### TEXTE FOURNI:

• • • • • • •

II.- Il est institué une journée nationale de sensibilisation aux violences au sein des couples. Cette journée est fixée au 25 novembre, en coordination avec la journée internationale pour l'élimination de la violence à l'égard des femmes.
Article 5
Les médecins, ainsi que l'ensemble des personnels médicaux et paramédicaux, les travailleurs sociaux, les magistrats et les personnels de la police nationale et de la gendarmerie nationale, reçoivent une formation initiale et continue propre à leur permettre d'assister les victimes de violences conjugales et de prendre les mesures nécessaires de prévention et de protection qu'elles appellent. Cette formation est dispensée dans des conditions fixées par décret.
Article 6
L'article 138 du code de procédure pénale est ainsi modifié :
I.- Au 3 o , après les mots : « ne pas se rendre en certains lieux », sont insérés les mots : « notamment au domicile du couple en cas de violences entre conjoints, concubins ou partenaires liés par un pacte de solidarité, ».
II.- Dans le 10 o , après les mots : « hospitalisation notamment aux fins de », sont insérés les mots: « prévention des violences au sein des couples ou ».
Article 7
Il est inséré, après l'article 48-3 de la loi du 29 juillet 1881 sur la liberté de la presse, un article ainsi rédigé :
« Art. 48-4 .- Toute association se proposant, par ses statuts, de combattre les violences ou les discriminations fondées sur le sexe ou d'assister les victimes de violences au sein du couple peut exercer les droits reconnus à la partie civile en ce qui concerne le délit prévu par le deuxième alinéa de l'article 24. »
CHAPITRE III
Aides spécifiques aux victimes de violences au sein du couple
Article 8
L'article 2 de la loi n° 91-647 du 10 juillet 1991 relative à l'aide juridique est complété par un alinéa ainsi rédigé :
« Les mineurs victimes d'agressions physiques ou sexuelles peuvent bénéficier de l'aide juridictionnelle sans considération des ressources dont disposent leurs parents ou tuteurs légaux ».
Article 9
Après le premier alinéa de l'article 25 de la loi du 10 juillet 1991 précitée, est inséré un alinéa ainsi rédigé :
« La victime a droit au concours d'un avocat formé à l'assistance aux justiciables victimes de violences sexuelles, notamment mineurs. »

• • • • • • •

### DONNÉES SOURCES:

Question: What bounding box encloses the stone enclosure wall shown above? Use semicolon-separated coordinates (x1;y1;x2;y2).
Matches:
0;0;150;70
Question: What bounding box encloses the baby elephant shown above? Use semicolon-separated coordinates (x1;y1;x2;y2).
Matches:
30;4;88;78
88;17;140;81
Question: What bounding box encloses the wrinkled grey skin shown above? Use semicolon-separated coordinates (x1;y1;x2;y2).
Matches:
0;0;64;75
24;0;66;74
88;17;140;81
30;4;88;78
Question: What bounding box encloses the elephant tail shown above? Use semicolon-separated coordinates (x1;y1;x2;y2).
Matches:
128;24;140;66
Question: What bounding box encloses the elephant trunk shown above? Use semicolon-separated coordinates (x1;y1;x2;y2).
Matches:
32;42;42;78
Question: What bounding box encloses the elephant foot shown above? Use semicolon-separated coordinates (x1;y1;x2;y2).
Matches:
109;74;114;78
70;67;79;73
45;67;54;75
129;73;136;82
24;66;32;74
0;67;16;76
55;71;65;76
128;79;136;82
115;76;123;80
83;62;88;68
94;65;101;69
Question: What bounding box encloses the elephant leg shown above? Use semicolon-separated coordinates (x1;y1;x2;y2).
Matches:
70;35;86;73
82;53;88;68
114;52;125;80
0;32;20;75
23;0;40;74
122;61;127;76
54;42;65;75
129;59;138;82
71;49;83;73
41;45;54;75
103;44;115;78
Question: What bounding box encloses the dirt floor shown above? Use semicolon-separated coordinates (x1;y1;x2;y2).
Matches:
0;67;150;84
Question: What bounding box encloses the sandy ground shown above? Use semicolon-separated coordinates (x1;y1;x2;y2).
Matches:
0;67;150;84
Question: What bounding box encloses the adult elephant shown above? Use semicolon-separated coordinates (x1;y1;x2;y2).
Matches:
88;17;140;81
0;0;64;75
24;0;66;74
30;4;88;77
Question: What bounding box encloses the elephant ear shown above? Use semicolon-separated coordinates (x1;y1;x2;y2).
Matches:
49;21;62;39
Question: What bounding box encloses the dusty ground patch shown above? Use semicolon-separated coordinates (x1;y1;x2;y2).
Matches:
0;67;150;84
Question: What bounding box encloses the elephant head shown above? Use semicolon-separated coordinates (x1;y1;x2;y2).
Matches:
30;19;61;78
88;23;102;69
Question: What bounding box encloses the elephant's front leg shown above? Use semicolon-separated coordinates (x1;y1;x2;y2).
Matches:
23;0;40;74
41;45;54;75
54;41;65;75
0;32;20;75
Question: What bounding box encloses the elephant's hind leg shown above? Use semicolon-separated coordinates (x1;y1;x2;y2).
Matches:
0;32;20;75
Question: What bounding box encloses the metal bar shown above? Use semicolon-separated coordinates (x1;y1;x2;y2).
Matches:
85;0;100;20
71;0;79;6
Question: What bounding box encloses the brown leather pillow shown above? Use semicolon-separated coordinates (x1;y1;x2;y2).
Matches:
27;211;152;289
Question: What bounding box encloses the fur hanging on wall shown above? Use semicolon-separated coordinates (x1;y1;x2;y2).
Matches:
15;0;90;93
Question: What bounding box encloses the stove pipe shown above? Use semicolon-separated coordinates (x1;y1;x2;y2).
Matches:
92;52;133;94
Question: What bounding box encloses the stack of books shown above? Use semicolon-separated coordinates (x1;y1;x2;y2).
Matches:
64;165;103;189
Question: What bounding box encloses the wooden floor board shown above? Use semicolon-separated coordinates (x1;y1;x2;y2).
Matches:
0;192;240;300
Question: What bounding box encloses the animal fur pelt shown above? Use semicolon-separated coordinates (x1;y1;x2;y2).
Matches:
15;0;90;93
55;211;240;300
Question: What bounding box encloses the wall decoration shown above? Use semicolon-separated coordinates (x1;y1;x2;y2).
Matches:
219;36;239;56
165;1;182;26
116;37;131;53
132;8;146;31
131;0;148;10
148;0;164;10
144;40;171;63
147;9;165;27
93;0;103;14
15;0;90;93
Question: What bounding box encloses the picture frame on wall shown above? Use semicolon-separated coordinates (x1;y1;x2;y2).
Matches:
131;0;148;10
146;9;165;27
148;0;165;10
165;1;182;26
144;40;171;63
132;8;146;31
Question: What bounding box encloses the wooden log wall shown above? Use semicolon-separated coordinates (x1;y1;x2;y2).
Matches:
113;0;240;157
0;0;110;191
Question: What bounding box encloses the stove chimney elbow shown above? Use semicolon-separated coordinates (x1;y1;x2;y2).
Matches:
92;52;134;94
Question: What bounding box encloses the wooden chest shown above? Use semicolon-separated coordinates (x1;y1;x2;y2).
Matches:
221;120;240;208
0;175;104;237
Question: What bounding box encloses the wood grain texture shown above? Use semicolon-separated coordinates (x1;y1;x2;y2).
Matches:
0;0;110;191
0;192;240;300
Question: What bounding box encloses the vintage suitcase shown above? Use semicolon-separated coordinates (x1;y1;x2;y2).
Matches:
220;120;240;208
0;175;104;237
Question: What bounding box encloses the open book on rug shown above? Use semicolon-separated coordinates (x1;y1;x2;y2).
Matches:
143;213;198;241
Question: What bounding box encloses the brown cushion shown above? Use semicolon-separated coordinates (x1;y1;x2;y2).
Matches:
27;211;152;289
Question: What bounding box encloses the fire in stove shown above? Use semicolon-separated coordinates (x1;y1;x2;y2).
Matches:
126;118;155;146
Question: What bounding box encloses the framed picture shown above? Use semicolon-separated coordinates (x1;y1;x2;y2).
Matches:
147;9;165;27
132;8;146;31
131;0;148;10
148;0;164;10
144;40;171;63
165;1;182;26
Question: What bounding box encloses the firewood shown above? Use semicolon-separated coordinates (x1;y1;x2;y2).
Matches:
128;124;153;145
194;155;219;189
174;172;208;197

• • • • • • •

Pour chacune des affirmations ci-dessous, dites si elle est conforme au texte fourni en répondant par oui ou par non, puis citez mot pour mot le passage du texte qui permet de trancher.
1. La journée nationale de sensibilisation aux violences au sein des couples a lieu le 25 novembre.
2. Les conditions de la formation destinée notamment aux médecins et aux magistrats sont fixées par arrêté.
3. Les mineurs victimes d'agressions physiques ou sexuelles peuvent bénéficier de l'aide juridictionnelle quelles que soient les ressources de leurs parents ou tuteurs légaux.

### RÉSULTAT DE L'EXERCICE:
1. Oui : « Cette journée est fixée au 25 novembre ».
2. Non : « Cette formation est dispensée dans des conditions fixées par décret. »
3. Oui : « Les mineurs victimes d'agressions physiques ou sexuelles peuvent bénéficier de l'aide juridictionnelle sans considération des ressources dont disposent leurs parents ou tuteurs légaux ».